__Exercise task__
Transcribe all the entries word for word, omitting any pictures they contain.

__Provided records__
•••

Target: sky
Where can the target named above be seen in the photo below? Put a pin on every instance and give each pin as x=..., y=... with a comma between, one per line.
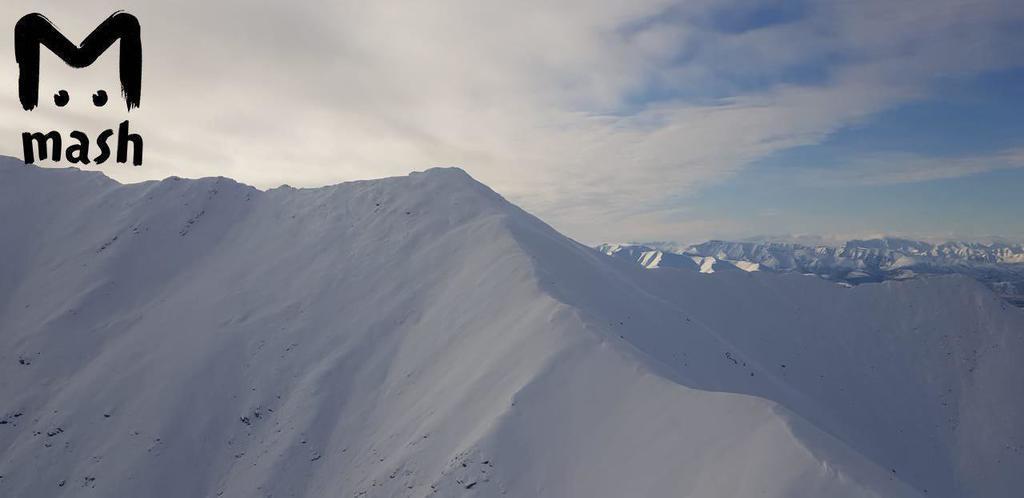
x=612, y=120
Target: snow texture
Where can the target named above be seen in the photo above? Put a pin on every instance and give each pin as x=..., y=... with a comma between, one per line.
x=421, y=336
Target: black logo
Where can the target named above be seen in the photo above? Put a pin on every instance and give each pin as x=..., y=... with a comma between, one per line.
x=34, y=31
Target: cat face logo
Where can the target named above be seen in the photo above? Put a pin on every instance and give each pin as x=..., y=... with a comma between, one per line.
x=35, y=30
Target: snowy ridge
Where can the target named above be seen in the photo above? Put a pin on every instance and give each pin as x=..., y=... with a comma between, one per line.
x=421, y=336
x=997, y=264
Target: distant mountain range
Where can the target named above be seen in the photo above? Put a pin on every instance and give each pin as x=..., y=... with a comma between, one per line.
x=999, y=265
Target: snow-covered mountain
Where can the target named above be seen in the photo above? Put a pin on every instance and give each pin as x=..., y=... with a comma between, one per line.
x=421, y=336
x=999, y=265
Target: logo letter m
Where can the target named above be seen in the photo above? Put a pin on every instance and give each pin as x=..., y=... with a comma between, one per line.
x=35, y=30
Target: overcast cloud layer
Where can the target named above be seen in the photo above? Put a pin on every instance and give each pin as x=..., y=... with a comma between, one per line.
x=595, y=115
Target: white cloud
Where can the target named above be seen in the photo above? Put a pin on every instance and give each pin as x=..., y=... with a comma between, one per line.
x=537, y=98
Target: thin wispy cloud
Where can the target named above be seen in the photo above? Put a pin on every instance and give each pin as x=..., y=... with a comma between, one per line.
x=595, y=115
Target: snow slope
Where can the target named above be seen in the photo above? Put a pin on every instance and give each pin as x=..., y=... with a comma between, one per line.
x=421, y=336
x=998, y=264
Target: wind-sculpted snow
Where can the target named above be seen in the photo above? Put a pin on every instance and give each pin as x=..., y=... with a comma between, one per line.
x=421, y=336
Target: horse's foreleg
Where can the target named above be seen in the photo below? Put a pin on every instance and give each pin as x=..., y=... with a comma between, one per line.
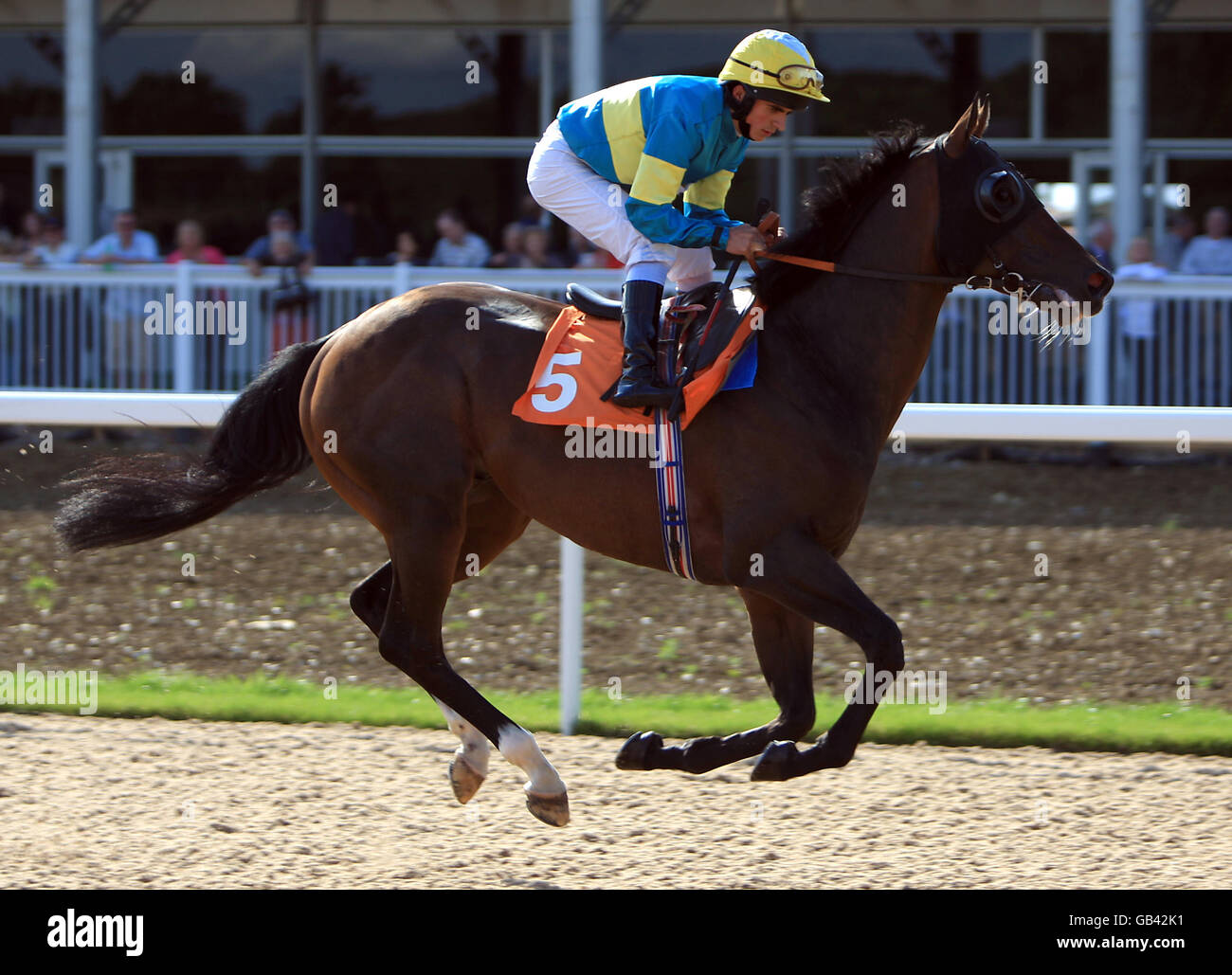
x=801, y=575
x=784, y=642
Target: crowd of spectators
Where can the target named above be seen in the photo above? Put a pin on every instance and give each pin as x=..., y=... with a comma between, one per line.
x=37, y=239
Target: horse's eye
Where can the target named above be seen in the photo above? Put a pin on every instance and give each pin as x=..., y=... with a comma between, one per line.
x=999, y=194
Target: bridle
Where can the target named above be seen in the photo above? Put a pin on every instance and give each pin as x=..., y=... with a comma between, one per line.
x=989, y=208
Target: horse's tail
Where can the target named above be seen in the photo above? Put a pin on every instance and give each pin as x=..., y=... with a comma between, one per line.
x=258, y=444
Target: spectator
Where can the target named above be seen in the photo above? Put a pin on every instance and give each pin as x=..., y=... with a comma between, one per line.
x=406, y=250
x=1101, y=243
x=29, y=237
x=190, y=245
x=335, y=235
x=1210, y=254
x=8, y=222
x=292, y=300
x=53, y=249
x=127, y=353
x=1137, y=348
x=258, y=256
x=510, y=247
x=530, y=213
x=190, y=241
x=534, y=245
x=1181, y=230
x=124, y=244
x=457, y=246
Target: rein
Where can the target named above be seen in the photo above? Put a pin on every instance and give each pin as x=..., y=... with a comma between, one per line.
x=1006, y=282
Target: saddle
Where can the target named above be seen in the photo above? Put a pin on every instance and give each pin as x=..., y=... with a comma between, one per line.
x=698, y=337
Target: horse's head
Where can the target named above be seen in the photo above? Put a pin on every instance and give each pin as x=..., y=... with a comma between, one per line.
x=992, y=226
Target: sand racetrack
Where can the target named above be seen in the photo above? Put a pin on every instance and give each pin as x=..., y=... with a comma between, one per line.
x=109, y=803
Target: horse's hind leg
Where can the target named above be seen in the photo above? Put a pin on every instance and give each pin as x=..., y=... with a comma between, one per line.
x=468, y=767
x=426, y=551
x=492, y=525
x=784, y=641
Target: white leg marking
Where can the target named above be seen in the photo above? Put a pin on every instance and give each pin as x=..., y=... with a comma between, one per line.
x=475, y=748
x=518, y=746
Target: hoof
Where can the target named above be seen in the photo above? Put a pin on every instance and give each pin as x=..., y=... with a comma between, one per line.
x=551, y=809
x=463, y=780
x=775, y=762
x=636, y=752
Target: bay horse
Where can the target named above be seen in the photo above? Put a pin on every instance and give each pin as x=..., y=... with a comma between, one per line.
x=406, y=411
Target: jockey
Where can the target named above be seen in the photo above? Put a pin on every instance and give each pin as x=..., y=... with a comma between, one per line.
x=612, y=164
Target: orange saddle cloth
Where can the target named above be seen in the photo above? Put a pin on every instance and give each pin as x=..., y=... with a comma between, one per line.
x=580, y=361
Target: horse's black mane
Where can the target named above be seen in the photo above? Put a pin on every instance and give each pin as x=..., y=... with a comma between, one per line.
x=833, y=206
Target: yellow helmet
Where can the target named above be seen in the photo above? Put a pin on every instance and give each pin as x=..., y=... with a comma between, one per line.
x=777, y=66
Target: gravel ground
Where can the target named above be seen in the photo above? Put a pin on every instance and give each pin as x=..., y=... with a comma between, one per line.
x=107, y=803
x=1134, y=600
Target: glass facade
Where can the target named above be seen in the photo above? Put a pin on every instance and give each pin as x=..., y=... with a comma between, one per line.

•••

__Response to the task__
Target: sky
Where can the target named above be seen in the photo below? Put a pin on every instance and give each pin as x=..., y=... with a comma between, one per line.
x=612, y=120
Target: snow texture
Where can the target named above be seen in the photo above? Put a pin on every instance and give each pin as x=..., y=... with a comma between, one per line.
x=421, y=336
Target: black logo
Where can the target named above be seen in the photo above? Put a pin on every instance and give each pin as x=..., y=... with a comma between, one per line.
x=34, y=31
Target: cat face logo
Where can the target named above be seen in the photo above? Put a pin on every instance and give each pin as x=..., y=... with a comma between, one per line.
x=35, y=30
Target: snowy ridge
Where can the target named above be seen in the photo above? Put a pin on every instance and give each pin as x=..., y=... with a comma between, one per line.
x=421, y=336
x=997, y=264
Target: distant mountain range
Where can the target named above be seen in the photo above? Put a pin on every instance and give each pin as x=..., y=... with a comma between, one per line.
x=999, y=265
Target: snow-covered mountain
Where can the target named above be seen in the photo above? Put a pin on every instance and give each pin as x=..., y=... with a comma between, one per line.
x=421, y=336
x=999, y=265
Target: logo letter m
Where can the target named above be seen in the photo above? Put a pin on every instance and give each pin as x=..., y=... with a comma between, one per line.
x=35, y=30
Target: overcast cloud layer
Where can the target named above be seen in the photo above? Put a pin on every instance and give each pin as x=..., y=... with a comma between, one per line.
x=595, y=115
Target: white cloud
Where can the target named above be seen in the photo above? Put a pin on every instance and give each pin as x=..., y=... with a comma between, one per line.
x=537, y=98
Target: thin wispy cloud
Where can the target named above be seen in the photo above? Put a pin on every instance and give each pin as x=..., y=... with a comma between, one per line.
x=595, y=115
Target: snow slope
Where can the target named above be seen in the photo above? Put a pin on every instance and give each pin as x=..., y=... with a comma between, one per line.
x=421, y=336
x=998, y=264
Target: wind-sculpted snow
Where can the target named above be seen in the photo above? Put a pin on every instance and give each pin as x=..., y=... with a comma between, one per line.
x=421, y=336
Target: horse's foreleg
Where can the target named above be seen in the photo below? Put a pin on every instance and give each pin as x=..., y=... with a comma between, one per line.
x=801, y=575
x=784, y=642
Target: crowd of spectators
Where can the target named above be seen in the photo above? Put a pin on every instance and give each pin as x=..., y=... with a comma between, one per line.
x=37, y=239
Target: horse's eye
Where can the target named above be seen in the photo above? Put a pin on every instance and give each pin as x=..., y=... with a comma between, one per line.
x=999, y=194
Target: bridle
Where can the target named above be seen in the photo above? Put a pin on every instance and give each pin as x=..., y=... with a comma between, one per line.
x=989, y=208
Target: horse's tail
Where can the target named above be seen in the photo above? Put a pin on every instance and give each pin as x=..., y=... with a comma between, one per line.
x=258, y=444
Target: spectator
Where can the target named above be seen in the photo above? Put a pin on every instance and give each pin as x=..., y=... with a comma between, one per line.
x=406, y=250
x=1101, y=243
x=29, y=237
x=190, y=245
x=335, y=235
x=1210, y=254
x=8, y=222
x=292, y=300
x=53, y=249
x=127, y=353
x=1137, y=348
x=258, y=256
x=510, y=247
x=530, y=213
x=190, y=241
x=534, y=245
x=1181, y=230
x=124, y=244
x=457, y=246
Target: rein
Where can the target named above be seen in the photo above? Put a pin on every instance and give each pin as x=..., y=... with a comma between, one per line.
x=1006, y=282
Target: saddle
Where can the target named above be seen in the photo above? Put a pin on every instance and give each pin as x=..., y=... with a comma between, one per line.
x=698, y=337
Target: horse's head
Where can the target named above be seen in the photo above? Put a pin on every instance and give each pin as x=..., y=... with a comma between, one per line.
x=992, y=226
Target: sand racetrack
Where can the target named above be seen in the photo above? Put a pin on every instance and give each pin as x=..., y=... with a comma between, one per line.
x=109, y=803
Target: horse's hind leg
Where can the target named above be seen in the photo above? Put a pin on every instance and give each pin as x=..., y=... with a comma between, one per line.
x=468, y=767
x=426, y=551
x=492, y=525
x=784, y=641
Target: white leg marking
Where can the target named above be seen in the photo above? Put a pin on every instance and give each pin as x=..., y=... with a comma between, one per line.
x=475, y=748
x=518, y=746
Target: hoof
Where can the target named above be seen in the photo above? Put a pin on every instance and give each pin as x=..., y=... with a comma between, one per line.
x=551, y=809
x=463, y=780
x=775, y=762
x=636, y=752
Target: bay horse
Where can the target named above be seen in the photo above? Put a pin on every instance and give each pin as x=..., y=... with a comma between, one per line.
x=406, y=411
Target: jockey
Where can the target named above be seen in the photo above? Put a pin on every instance and give each pin as x=..., y=... with a comma between, one per line.
x=612, y=164
Target: orange saddle cloth
Where can the target named above be seen in the photo above? Put a pin on every instance and give each pin as x=..., y=... with a comma between, one per line.
x=580, y=361
Target: horse's black mane
Where can the target named above be seen in the photo above? Put a pin on every instance and give each pin as x=..., y=... with a comma between, one per line.
x=833, y=206
Target: yellow helmet
Where can the target named above be seen in the photo above? Put a pin on every instance and give each pin as x=..., y=... with a comma between, one per line.
x=777, y=66
Target: gravel ground
Where can the target named above be seen in the photo above? Put a pin on every instance and give each pin as x=..., y=... with a comma between, one per line.
x=107, y=803
x=1134, y=600
Target: glass facade
Where can the target named above be seen in the photo above? Put a pin on every instance and give each pin as x=..., y=... with a comma between, one per line.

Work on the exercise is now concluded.